Uses of History: Rang De Basanti and Lage Raho Munnabhai

The present being a product of the past, our attempt to understand history is a part of our endeavor to understand ourselves and shape our world today.  However, it is also true that often our understanding of the present determines the way we look at history.  So, when it is popular imagination that is involved in this engagement with history, it can afford an insight into some of the dominant ways in which our social existence is being understood and redesigned.

Rang De Basanti
Rang De Basanti
Director Rakeysh Mehra.
Screenplay Renzil D’Silva & Rakeysh Mehra
Music A.R. Rehman
Producer Rakeysh Mehra
With Amir Khan, Sidharth Suryanarayan, Sharman Joshi, Kunal Kapoor, Atul Kulkarni, Soha Ali Khan, Madhavan, Alice Patten

Lage Raho Munnabhai
Lage Raho Munnabhai
Director Rajkumar Hirani
Screenplay Vidhu Vinod Chopra & Rajkumar Hirani
Music Shantanu Moitra
Producer Vidhu Vinod Chopra
With Sanjay Dutt, Arshad Warsi, Vidya Balan, Boman Irani, Dilip Prabhavalkar

Rang De Basanti [Color it Yellow] — A Generation Awakens and Lage Raho Munnabhai [Carry on Munnabhai], two films released this year to considerable popular acclaim, were also this year’s Oscar contenders.  Rang de Basanti was the official entry from India while the producers of Lage Raho Munnabhai had the confidence of popular support to enter it as a private contestant.  But it is not Oscar dreams (now dashed) alone that these films have in common.  The films have been considered together by commentators because both of them engage with “characters” from another narrative, that of the freedom struggle.  Rang De Basanti recruits Bhagat Singh, the young revolutionary who was hanged by the British at the age of 23, while Lage Raho Munnabhai calls upon Mahatma Gandhi, the leader of the national movement for independence.  In recent years, filmmakers have again and again visited the site of the freedom struggle and brought to screen the events and personalities associated with that moment.  What make these most recent attempts different from the earlier ones is that both the films are located squarely in the present with contemporary characters who are inspired by Bhagat Singh and Mahatma Gandhi respectively.  Thus there is an obvious effort at interpreting the words and actions of these figures from the past in the context of contemporary reality

Bhagat Singh, a young revolutionary, was influenced by the Russian revolution and Communist ideology.  He and his comrade Batukeshwar Dutt were tried for throwing bombs in the assembly.  The bombs were only meant to make a noise with the aim of drawing attention to and protest against the passing of two bills — the Trade Dispute bill and the Public Safety bill — that would severely curtail the rights of workers to strike and protest.  After throwing the bombs, they stood their ground distributing pamphlets and courted arrest.  In the course of this trial, Bhagat Singh’s involvement in the murder of Saunders, a British officer, was revealed, and he was hanged, along with his comrades Sukhdeo and Rajguru.  Mahatma Gandhi, the leader of the Congress Party that was at the forefront of the struggle for independence, inspired a generation with his ideas and practice of non-violence as a tool of resistance to the British rule.  Popular imagination has often perceived these two figures as opposites, without fully understanding their real ideological differences.  During the last few decades, with the ascendancy of militant Hindu Right, Gandhi’s politics of non-violence and Satyagraha (insistence on truth) has increasingly come under disrepute as effeminate, and Bhagat Singh’s young passion divested of its ideological moorings has been seen as a manly antidote.  In short, regrettably, a simple dichotomy of violence and non-violence has become popularly equated with the difference between these two.  Therefore, the fact that both Rang de Basanti and Lage Raho Munnabhai were enthusiastically received by the same audience despite the two films apparently containing opposed messages is surprising and reason to look closely at the “messages” and their politics.

**Dataset content**:

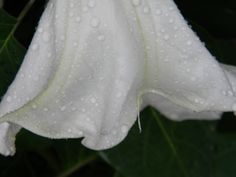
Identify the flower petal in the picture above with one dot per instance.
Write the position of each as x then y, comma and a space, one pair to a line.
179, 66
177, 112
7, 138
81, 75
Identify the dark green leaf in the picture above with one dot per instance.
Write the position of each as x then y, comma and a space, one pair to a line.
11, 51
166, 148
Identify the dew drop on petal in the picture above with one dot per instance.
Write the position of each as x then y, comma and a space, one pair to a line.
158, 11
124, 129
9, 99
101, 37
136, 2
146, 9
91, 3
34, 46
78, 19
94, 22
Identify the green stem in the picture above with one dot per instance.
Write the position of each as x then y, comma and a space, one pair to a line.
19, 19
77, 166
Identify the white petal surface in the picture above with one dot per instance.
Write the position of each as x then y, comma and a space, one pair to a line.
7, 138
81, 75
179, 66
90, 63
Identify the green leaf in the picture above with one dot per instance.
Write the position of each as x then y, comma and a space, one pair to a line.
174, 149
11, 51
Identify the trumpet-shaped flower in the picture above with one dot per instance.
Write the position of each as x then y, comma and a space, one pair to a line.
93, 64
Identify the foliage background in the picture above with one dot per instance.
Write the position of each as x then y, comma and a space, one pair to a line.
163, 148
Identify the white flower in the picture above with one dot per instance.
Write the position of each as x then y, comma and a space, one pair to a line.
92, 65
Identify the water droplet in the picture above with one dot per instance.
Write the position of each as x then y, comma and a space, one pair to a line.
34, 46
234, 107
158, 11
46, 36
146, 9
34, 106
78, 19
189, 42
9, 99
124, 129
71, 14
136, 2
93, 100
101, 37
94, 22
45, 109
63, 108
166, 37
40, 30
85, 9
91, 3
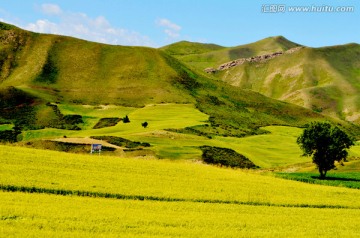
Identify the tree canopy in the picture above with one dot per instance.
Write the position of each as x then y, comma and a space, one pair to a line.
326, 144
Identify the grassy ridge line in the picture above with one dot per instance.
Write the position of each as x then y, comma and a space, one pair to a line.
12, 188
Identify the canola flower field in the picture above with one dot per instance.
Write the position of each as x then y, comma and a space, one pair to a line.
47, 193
---
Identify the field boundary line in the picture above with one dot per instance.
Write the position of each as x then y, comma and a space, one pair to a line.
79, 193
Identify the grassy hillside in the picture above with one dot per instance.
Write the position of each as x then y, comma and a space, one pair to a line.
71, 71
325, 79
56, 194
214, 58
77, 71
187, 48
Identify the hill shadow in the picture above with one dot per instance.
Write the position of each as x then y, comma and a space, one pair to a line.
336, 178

**Jobs**:
A. According to the essay on uses of history, which two bills were Bhagat Singh and Batukeshwar Dutt protesting when they threw bombs in the assembly?
B. Rewrite the paragraph of the essay on uses of history that begins "Rang De Basanti [Color it Yellow]" as a shorter version that keeps its main facts.
C. Repeat the stretch of the essay on uses of history from "Uses of History: Rang" through "understood and redesigned.".
The data has no connection to the essay on uses of history.

**Solutions per task**:
A. The Trade Dispute bill and the Public Safety bill.

B. Rang De Basanti and Lage Raho Munnabhai were both popular releases this year and Oscar contenders. Rang De Basanti was India's official entry, and Lage Raho Munnabhai was entered privately by its producers. Commentators consider the films together because each draws on figures from the freedom struggle: Bhagat Singh, the young revolutionary whom the British hanged at 23, in Rang De Basanti, and Mahatma Gandhi, leader of the independence movement, in Lage Raho Munnabhai. Unlike earlier films about that period, both are set in the present, with contemporary characters inspired by these figures. As a result, both films clearly try to interpret the words and actions of these historical figures in light of present-day reality.

C.
Uses of History: Rang De Basanti and Lage Raho Munnabhai

The present being a product of the past, our attempt to understand history is a part of our endeavor to understand ourselves and shape our world today.  However, it is also true that often our understanding of the present determines the way we look at history.  So, when it is popular imagination that is involved in this engagement with history, it can afford an insight into some of the dominant ways in which our social existence is being understood and redesigned.